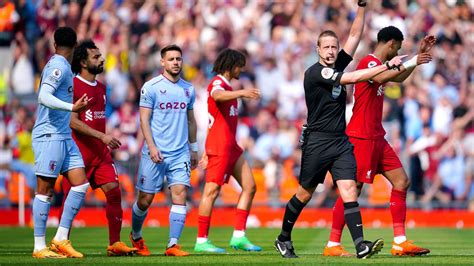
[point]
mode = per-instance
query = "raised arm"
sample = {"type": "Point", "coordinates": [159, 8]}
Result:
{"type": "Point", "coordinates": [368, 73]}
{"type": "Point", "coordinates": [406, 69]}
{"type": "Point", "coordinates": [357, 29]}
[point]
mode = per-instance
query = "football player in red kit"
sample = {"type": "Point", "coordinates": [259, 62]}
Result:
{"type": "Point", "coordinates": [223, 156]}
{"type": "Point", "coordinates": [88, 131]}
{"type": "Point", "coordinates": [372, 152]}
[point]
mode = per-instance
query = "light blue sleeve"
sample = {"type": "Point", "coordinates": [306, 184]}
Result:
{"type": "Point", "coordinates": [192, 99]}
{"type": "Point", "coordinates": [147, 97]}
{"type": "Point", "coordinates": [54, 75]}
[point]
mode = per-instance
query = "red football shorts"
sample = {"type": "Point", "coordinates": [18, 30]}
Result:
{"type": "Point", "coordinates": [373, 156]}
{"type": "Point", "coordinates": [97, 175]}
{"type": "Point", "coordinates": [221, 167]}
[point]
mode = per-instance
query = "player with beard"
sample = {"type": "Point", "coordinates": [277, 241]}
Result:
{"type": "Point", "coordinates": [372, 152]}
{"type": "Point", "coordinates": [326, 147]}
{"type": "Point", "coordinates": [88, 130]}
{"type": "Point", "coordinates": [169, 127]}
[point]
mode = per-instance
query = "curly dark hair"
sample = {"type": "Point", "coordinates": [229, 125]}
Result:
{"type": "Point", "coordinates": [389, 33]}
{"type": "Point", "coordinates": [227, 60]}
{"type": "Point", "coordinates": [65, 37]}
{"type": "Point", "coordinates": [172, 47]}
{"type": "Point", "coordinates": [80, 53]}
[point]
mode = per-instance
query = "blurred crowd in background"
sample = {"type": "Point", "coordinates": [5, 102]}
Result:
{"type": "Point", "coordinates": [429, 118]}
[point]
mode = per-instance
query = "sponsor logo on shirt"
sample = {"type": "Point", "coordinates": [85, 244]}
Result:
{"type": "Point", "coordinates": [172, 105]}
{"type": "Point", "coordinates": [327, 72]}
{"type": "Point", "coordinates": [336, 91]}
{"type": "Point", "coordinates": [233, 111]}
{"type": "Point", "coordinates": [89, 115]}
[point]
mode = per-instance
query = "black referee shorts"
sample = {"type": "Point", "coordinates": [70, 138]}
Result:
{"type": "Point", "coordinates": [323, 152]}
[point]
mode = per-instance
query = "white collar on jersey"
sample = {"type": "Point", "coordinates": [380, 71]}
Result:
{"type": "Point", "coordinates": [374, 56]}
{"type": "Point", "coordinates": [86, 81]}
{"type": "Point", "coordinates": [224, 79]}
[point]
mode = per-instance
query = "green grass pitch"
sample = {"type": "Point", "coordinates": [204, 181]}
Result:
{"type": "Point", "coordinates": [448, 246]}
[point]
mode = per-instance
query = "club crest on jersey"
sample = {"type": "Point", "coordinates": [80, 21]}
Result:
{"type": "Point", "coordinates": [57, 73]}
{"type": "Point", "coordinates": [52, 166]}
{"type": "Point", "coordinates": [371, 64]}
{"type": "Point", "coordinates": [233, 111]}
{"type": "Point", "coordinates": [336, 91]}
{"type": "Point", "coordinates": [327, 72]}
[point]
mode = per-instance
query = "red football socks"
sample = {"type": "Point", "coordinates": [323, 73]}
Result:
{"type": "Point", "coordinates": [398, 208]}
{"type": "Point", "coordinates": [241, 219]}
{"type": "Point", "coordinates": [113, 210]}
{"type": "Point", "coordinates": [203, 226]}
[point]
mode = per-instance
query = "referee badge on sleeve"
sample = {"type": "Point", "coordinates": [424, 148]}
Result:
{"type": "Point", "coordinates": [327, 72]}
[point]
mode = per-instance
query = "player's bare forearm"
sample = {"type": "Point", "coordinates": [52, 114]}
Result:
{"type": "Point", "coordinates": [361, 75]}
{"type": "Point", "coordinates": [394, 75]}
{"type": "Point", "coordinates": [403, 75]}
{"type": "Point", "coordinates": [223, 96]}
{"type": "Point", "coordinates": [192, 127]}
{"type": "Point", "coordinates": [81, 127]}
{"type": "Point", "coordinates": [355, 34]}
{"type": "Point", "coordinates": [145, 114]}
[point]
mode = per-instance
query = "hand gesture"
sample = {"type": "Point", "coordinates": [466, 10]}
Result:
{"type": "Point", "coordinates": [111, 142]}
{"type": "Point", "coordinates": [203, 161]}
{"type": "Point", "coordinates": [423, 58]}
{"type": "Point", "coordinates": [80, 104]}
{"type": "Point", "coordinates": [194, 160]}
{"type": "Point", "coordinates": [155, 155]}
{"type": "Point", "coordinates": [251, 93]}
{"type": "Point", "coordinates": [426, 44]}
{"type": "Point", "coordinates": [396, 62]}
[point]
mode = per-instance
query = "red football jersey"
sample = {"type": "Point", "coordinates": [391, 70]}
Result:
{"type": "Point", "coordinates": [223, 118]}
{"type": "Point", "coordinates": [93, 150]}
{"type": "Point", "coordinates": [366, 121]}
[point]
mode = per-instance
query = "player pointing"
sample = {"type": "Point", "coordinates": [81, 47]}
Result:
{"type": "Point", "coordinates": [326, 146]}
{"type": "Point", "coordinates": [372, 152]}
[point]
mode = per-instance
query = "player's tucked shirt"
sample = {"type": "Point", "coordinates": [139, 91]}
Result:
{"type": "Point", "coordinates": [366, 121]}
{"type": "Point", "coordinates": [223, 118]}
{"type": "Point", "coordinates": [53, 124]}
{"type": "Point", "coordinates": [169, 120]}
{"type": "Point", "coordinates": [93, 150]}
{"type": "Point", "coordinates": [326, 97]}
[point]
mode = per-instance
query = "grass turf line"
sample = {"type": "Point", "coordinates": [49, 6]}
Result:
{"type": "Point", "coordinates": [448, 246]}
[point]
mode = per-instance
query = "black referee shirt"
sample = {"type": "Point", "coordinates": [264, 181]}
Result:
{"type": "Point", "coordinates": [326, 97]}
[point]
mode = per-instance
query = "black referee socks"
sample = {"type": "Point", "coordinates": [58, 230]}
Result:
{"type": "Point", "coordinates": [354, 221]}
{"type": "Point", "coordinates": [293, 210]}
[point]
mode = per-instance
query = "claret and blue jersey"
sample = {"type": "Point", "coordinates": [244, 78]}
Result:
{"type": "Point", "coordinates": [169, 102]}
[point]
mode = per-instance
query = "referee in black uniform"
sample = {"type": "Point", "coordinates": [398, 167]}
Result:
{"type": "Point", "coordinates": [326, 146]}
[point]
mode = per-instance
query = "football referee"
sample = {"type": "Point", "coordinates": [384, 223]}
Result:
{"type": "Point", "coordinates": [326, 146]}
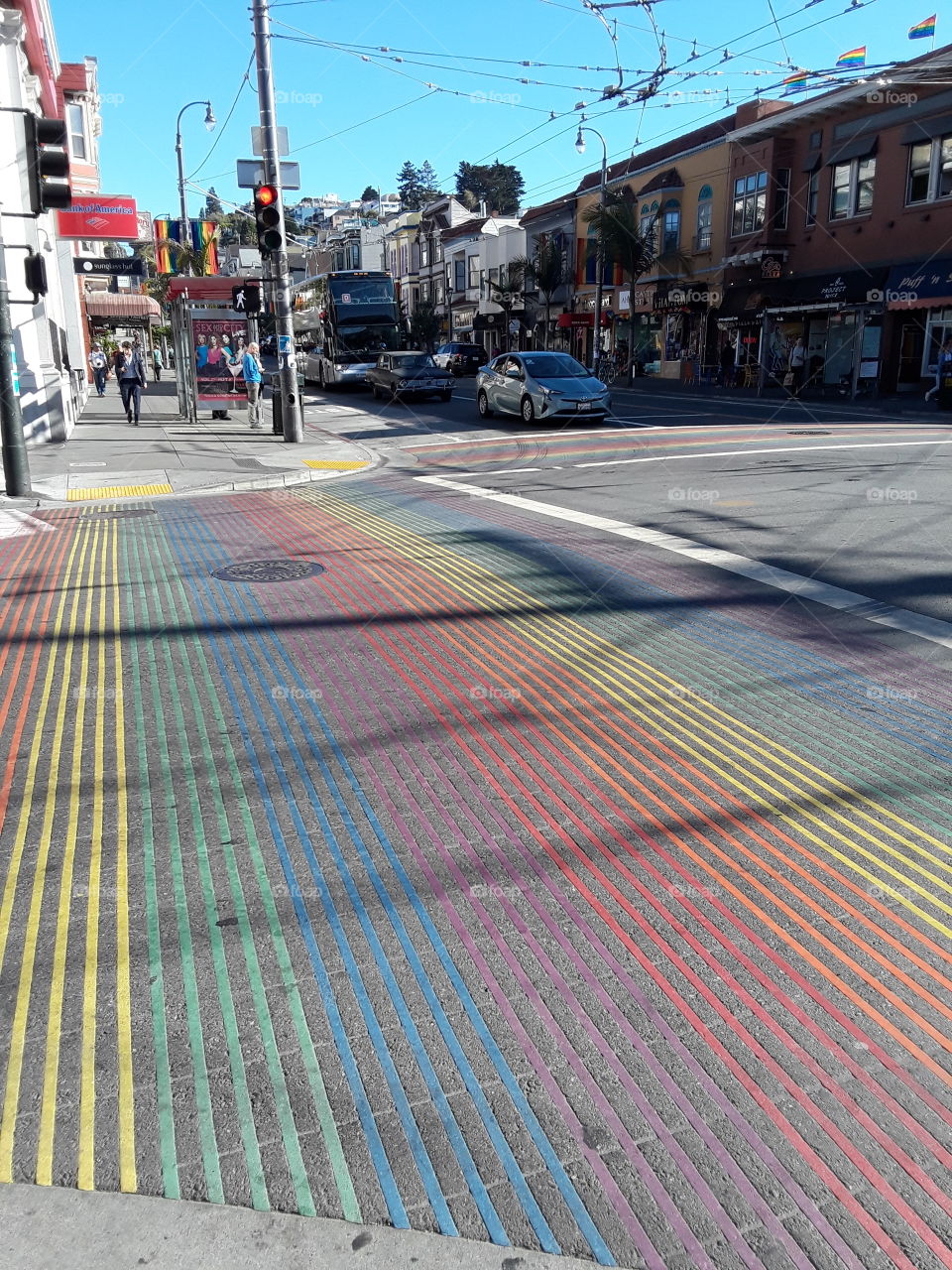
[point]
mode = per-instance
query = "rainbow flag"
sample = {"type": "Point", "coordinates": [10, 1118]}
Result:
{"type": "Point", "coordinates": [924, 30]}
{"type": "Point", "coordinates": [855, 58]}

┄┄┄┄┄┄┄┄┄┄

# [TASK REQUIREMENTS]
Exclude all images and restate the records above word for word.

# [FULL SOLUTION]
[point]
mode = per-instance
query = "raised arm"
sample = {"type": "Point", "coordinates": [159, 8]}
Result:
{"type": "Point", "coordinates": [368, 73]}
{"type": "Point", "coordinates": [406, 69]}
{"type": "Point", "coordinates": [357, 29]}
[point]
mode = per-instance
query = "football player in red kit"
sample = {"type": "Point", "coordinates": [259, 62]}
Result:
{"type": "Point", "coordinates": [223, 156]}
{"type": "Point", "coordinates": [88, 131]}
{"type": "Point", "coordinates": [372, 152]}
[point]
mode = per-instance
query = "light blue sleeve"
sample = {"type": "Point", "coordinates": [306, 184]}
Result:
{"type": "Point", "coordinates": [192, 99]}
{"type": "Point", "coordinates": [147, 97]}
{"type": "Point", "coordinates": [54, 75]}
[point]
mode = per-instance
query = "red football shorts"
sample = {"type": "Point", "coordinates": [18, 30]}
Result:
{"type": "Point", "coordinates": [373, 156]}
{"type": "Point", "coordinates": [97, 175]}
{"type": "Point", "coordinates": [221, 167]}
[point]
mode = per-instance
query = "player with beard"
sample = {"type": "Point", "coordinates": [277, 241]}
Result:
{"type": "Point", "coordinates": [372, 152]}
{"type": "Point", "coordinates": [326, 147]}
{"type": "Point", "coordinates": [88, 130]}
{"type": "Point", "coordinates": [169, 127]}
[point]
mode = per-instance
query = "curly dark hair"
sample = {"type": "Point", "coordinates": [229, 125]}
Result:
{"type": "Point", "coordinates": [389, 33]}
{"type": "Point", "coordinates": [227, 60]}
{"type": "Point", "coordinates": [65, 37]}
{"type": "Point", "coordinates": [172, 47]}
{"type": "Point", "coordinates": [80, 53]}
[point]
mode = per-instance
query = "blurred crowd in background"
sample = {"type": "Point", "coordinates": [5, 102]}
Result:
{"type": "Point", "coordinates": [429, 118]}
[point]
mode = per-instance
query = "sponsor logo on shirt"
sample = {"type": "Point", "coordinates": [85, 244]}
Result:
{"type": "Point", "coordinates": [172, 105]}
{"type": "Point", "coordinates": [327, 72]}
{"type": "Point", "coordinates": [336, 91]}
{"type": "Point", "coordinates": [233, 111]}
{"type": "Point", "coordinates": [89, 115]}
[point]
mode = per-instance
query = "black referee shorts"
sample = {"type": "Point", "coordinates": [70, 138]}
Result:
{"type": "Point", "coordinates": [323, 152]}
[point]
mode = per-instance
query = "white collar on jersey"
sample = {"type": "Point", "coordinates": [380, 71]}
Result:
{"type": "Point", "coordinates": [374, 56]}
{"type": "Point", "coordinates": [86, 81]}
{"type": "Point", "coordinates": [224, 79]}
[point]
mode = per-instance
query = "green grass pitch"
sample = {"type": "Point", "coordinates": [204, 181]}
Result:
{"type": "Point", "coordinates": [448, 246]}
[point]
mode = per-instance
query = "club crest on jersey"
sample = {"type": "Point", "coordinates": [80, 21]}
Result:
{"type": "Point", "coordinates": [57, 73]}
{"type": "Point", "coordinates": [52, 166]}
{"type": "Point", "coordinates": [371, 64]}
{"type": "Point", "coordinates": [233, 111]}
{"type": "Point", "coordinates": [336, 91]}
{"type": "Point", "coordinates": [327, 72]}
[point]
mode = per-instance
query = "red football socks"
sample = {"type": "Point", "coordinates": [323, 73]}
Result:
{"type": "Point", "coordinates": [398, 208]}
{"type": "Point", "coordinates": [241, 219]}
{"type": "Point", "coordinates": [113, 210]}
{"type": "Point", "coordinates": [203, 226]}
[point]
mode = per-instance
query = "referee badge on sleeve"
sample = {"type": "Point", "coordinates": [424, 148]}
Result:
{"type": "Point", "coordinates": [327, 72]}
[point]
mode = per-instance
query = "player's bare forearm"
sample = {"type": "Point", "coordinates": [52, 114]}
Result:
{"type": "Point", "coordinates": [361, 75]}
{"type": "Point", "coordinates": [394, 75]}
{"type": "Point", "coordinates": [403, 75]}
{"type": "Point", "coordinates": [223, 96]}
{"type": "Point", "coordinates": [192, 127]}
{"type": "Point", "coordinates": [81, 127]}
{"type": "Point", "coordinates": [355, 34]}
{"type": "Point", "coordinates": [145, 114]}
[point]
mode = per-instance
query = "hand gesture"
sample = {"type": "Point", "coordinates": [466, 10]}
Result:
{"type": "Point", "coordinates": [111, 142]}
{"type": "Point", "coordinates": [203, 161]}
{"type": "Point", "coordinates": [423, 58]}
{"type": "Point", "coordinates": [80, 104]}
{"type": "Point", "coordinates": [194, 160]}
{"type": "Point", "coordinates": [155, 155]}
{"type": "Point", "coordinates": [251, 93]}
{"type": "Point", "coordinates": [426, 44]}
{"type": "Point", "coordinates": [396, 62]}
[point]
mode = per-instance
query = "red football jersey"
sample = {"type": "Point", "coordinates": [391, 70]}
Result:
{"type": "Point", "coordinates": [223, 118]}
{"type": "Point", "coordinates": [93, 150]}
{"type": "Point", "coordinates": [366, 121]}
[point]
mode = per-instance
query = "player pointing"
sample = {"type": "Point", "coordinates": [81, 47]}
Result:
{"type": "Point", "coordinates": [326, 146]}
{"type": "Point", "coordinates": [372, 152]}
[point]
mode = per-instance
query = "player's tucked shirt"
sample = {"type": "Point", "coordinates": [139, 91]}
Result:
{"type": "Point", "coordinates": [366, 121]}
{"type": "Point", "coordinates": [223, 118]}
{"type": "Point", "coordinates": [53, 124]}
{"type": "Point", "coordinates": [169, 120]}
{"type": "Point", "coordinates": [93, 150]}
{"type": "Point", "coordinates": [326, 97]}
[point]
mode = per-instance
query = "grass turf line"
sample = {"type": "Point", "coordinates": [49, 6]}
Result:
{"type": "Point", "coordinates": [448, 246]}
[point]
mode = per-instance
query = "black referee shirt"
sample = {"type": "Point", "coordinates": [264, 181]}
Result:
{"type": "Point", "coordinates": [326, 97]}
[point]
mode = per-instance
query = "black referee socks"
sample = {"type": "Point", "coordinates": [58, 230]}
Result:
{"type": "Point", "coordinates": [354, 221]}
{"type": "Point", "coordinates": [293, 210]}
[point]
mode = per-instance
query = "claret and blue jersey"
sample = {"type": "Point", "coordinates": [244, 78]}
Result:
{"type": "Point", "coordinates": [169, 102]}
[point]
mode = per-instance
query = "referee in black uniform"
sample = {"type": "Point", "coordinates": [398, 167]}
Result:
{"type": "Point", "coordinates": [326, 146]}
[point]
mode = per-instance
query = "football referee"
sample = {"type": "Point", "coordinates": [384, 223]}
Result:
{"type": "Point", "coordinates": [326, 146]}
[point]
mode = per-instance
query = "rainbow flag"
sample = {"type": "Point", "coordinates": [10, 1118]}
Result:
{"type": "Point", "coordinates": [924, 30]}
{"type": "Point", "coordinates": [855, 58]}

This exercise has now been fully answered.